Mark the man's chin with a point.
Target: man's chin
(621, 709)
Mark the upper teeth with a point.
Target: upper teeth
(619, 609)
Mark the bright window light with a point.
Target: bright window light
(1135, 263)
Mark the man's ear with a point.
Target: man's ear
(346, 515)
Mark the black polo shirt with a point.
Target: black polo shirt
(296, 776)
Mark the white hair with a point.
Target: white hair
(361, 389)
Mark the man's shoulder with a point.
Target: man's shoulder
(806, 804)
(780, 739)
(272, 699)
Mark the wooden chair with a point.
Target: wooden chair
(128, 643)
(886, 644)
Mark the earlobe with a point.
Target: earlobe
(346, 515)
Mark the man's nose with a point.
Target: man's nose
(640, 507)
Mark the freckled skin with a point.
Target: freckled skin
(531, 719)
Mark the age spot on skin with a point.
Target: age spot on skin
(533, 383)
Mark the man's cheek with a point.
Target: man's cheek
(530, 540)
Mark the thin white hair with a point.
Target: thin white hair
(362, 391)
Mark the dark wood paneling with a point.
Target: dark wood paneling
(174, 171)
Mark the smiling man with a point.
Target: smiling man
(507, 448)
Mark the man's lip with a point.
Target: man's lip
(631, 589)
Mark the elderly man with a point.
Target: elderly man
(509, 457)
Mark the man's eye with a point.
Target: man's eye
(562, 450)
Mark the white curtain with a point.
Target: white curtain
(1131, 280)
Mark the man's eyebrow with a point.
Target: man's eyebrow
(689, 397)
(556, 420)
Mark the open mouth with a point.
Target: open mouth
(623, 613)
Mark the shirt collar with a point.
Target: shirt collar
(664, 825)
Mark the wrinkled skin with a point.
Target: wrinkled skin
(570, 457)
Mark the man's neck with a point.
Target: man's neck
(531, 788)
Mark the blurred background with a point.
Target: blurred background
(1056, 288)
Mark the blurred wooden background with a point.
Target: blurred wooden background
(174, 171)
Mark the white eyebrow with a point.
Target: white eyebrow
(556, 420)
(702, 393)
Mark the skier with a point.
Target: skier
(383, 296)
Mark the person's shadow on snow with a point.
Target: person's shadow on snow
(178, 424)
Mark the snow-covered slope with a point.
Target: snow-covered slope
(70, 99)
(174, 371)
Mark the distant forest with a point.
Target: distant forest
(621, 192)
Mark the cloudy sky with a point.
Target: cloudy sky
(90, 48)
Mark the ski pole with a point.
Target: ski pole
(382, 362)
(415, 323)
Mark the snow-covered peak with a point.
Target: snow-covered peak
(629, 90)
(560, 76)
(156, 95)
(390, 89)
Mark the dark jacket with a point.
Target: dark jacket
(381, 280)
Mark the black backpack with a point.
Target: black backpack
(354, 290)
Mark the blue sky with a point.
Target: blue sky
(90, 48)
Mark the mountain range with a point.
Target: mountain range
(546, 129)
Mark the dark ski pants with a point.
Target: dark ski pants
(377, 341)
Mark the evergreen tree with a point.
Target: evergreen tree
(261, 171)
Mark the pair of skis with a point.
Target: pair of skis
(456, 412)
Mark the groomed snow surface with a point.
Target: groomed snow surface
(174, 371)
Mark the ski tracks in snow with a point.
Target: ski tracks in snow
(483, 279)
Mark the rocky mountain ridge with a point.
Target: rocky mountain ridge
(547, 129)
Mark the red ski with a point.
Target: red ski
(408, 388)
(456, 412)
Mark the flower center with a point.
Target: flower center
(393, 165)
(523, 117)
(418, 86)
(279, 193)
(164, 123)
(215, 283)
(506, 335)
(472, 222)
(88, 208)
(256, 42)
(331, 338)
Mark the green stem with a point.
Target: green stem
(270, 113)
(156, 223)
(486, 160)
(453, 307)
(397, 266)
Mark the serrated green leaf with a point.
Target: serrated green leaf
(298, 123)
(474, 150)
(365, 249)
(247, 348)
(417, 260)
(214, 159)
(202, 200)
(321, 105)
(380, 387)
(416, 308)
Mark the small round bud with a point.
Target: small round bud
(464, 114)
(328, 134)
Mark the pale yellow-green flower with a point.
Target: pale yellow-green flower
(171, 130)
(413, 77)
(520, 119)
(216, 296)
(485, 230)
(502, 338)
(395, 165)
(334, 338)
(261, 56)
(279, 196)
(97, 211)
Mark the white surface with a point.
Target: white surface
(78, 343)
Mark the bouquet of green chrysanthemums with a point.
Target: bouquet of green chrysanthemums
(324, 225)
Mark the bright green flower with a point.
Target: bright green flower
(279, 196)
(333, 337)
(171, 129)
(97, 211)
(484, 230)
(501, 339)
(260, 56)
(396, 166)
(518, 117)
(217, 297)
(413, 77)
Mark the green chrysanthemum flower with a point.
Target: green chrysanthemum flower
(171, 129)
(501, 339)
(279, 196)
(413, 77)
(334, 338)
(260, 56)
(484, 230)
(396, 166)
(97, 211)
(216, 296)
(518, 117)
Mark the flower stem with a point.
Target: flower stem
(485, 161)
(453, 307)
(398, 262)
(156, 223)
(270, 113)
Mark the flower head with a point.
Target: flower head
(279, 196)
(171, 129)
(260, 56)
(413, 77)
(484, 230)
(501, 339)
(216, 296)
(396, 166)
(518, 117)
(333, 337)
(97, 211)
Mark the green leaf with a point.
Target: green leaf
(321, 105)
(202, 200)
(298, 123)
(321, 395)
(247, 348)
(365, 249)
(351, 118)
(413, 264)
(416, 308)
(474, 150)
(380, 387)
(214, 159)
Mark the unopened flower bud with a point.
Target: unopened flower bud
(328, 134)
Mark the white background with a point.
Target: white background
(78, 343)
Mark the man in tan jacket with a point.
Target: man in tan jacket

--

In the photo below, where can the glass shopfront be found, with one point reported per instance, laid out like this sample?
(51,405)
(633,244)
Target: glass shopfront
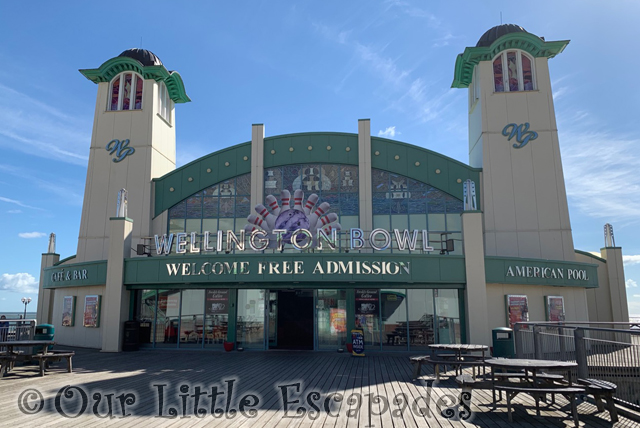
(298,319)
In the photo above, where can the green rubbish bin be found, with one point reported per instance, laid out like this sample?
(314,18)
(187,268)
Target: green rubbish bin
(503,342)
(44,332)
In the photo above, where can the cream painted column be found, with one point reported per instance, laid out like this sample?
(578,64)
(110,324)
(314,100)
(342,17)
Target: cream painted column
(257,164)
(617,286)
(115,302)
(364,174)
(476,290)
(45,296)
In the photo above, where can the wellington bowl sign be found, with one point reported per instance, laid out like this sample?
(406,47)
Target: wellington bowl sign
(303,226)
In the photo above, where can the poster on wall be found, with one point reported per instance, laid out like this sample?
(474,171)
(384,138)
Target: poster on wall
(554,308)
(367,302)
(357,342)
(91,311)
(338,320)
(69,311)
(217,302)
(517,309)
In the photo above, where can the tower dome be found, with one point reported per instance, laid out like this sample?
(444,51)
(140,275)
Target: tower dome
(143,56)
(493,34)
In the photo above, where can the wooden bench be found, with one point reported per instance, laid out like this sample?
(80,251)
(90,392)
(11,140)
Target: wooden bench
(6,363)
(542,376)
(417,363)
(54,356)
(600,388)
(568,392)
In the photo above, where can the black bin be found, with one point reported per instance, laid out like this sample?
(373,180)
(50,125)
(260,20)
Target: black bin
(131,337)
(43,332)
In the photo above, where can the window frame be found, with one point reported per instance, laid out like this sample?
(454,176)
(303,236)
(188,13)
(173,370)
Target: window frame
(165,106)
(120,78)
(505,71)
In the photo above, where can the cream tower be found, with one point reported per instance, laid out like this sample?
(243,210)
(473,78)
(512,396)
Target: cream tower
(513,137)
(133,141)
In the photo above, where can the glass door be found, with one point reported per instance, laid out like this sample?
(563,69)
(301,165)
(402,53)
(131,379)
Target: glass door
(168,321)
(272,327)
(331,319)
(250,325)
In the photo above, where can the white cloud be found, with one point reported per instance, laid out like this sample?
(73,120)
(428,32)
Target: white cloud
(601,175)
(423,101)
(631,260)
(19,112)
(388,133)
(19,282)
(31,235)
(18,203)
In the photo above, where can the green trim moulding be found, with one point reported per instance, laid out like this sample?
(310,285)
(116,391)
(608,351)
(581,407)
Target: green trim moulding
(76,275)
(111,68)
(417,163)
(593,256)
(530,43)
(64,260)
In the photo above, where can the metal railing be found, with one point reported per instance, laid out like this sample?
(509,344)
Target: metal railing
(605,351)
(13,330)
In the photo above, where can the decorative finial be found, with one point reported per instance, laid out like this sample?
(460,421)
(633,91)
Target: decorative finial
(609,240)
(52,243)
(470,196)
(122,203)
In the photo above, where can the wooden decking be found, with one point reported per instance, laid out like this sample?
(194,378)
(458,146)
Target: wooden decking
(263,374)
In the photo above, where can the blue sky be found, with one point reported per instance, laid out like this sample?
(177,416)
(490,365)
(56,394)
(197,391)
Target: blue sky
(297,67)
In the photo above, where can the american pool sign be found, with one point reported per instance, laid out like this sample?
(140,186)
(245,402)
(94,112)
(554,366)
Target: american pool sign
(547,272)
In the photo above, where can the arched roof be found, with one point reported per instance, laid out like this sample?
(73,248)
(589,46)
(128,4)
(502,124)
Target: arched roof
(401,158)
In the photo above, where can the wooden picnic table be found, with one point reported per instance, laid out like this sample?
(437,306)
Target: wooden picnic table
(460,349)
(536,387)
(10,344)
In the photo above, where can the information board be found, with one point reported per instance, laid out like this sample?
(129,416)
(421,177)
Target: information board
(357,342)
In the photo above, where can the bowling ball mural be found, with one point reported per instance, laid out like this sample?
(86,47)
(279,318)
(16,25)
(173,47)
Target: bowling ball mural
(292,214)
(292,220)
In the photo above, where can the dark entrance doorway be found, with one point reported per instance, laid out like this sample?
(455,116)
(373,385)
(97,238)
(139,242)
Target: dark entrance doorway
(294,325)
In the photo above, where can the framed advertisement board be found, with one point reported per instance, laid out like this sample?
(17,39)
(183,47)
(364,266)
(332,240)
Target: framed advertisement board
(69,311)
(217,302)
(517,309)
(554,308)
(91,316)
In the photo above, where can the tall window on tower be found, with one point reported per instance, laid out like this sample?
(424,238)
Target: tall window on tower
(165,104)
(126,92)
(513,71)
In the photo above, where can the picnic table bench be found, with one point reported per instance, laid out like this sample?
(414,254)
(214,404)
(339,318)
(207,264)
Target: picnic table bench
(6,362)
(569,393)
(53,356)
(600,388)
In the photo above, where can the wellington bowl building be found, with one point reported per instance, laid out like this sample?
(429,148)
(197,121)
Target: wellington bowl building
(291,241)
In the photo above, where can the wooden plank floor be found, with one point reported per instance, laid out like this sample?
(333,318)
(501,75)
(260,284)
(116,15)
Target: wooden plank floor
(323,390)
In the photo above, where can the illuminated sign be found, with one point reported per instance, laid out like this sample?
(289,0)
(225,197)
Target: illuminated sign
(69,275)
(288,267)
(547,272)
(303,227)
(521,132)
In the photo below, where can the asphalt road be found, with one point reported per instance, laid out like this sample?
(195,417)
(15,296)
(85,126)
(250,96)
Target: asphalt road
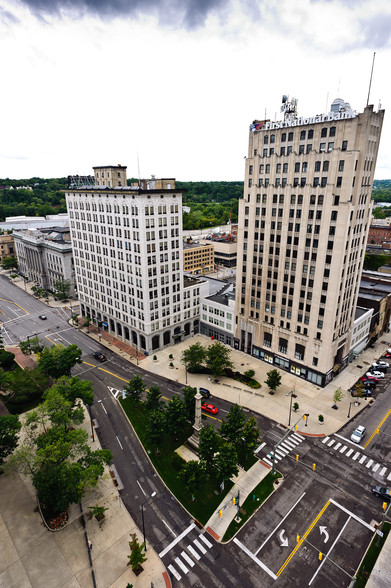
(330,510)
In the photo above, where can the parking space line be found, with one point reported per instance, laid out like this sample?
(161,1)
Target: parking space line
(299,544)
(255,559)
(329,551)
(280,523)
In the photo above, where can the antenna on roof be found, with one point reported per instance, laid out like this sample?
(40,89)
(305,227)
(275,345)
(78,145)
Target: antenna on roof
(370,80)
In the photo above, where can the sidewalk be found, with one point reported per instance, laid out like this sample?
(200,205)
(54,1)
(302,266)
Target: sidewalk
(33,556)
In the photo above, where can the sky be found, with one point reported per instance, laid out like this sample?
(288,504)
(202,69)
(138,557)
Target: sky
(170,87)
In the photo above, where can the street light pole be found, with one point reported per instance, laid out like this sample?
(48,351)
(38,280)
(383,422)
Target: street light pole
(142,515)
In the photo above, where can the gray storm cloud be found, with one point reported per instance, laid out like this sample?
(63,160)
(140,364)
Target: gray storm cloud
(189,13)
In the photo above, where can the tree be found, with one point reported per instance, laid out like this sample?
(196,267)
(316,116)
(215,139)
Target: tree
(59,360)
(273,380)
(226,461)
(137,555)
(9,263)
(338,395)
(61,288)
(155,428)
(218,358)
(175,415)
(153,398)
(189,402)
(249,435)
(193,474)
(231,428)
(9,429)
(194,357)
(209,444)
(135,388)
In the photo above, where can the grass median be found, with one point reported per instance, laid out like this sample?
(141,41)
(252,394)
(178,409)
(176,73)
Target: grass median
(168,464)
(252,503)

### What you should do:
Above are the records. Print exactly, and only, the lines from the line with "Mark the evergreen tree with a point." to the line with "Mark the flower center with a point.", both inclusive.

### Task answer:
Mark the evergreen tree with a point.
Target: evergreen tree
(261, 171)
Mark the pair of skis with a point.
Target: pair of skis
(456, 412)
Mark the groomed snow surface with a point.
Target: groomed snow surface
(174, 371)
Mark the ski tracks in snow with a point.
Target: ski tracks in snow
(483, 279)
Mark the rocky mountain ridge with a point.
Target: rocky mountain ridge
(547, 129)
Mark the red ski with a point.
Target: red ski
(408, 388)
(456, 412)
Mark the flower center with a point.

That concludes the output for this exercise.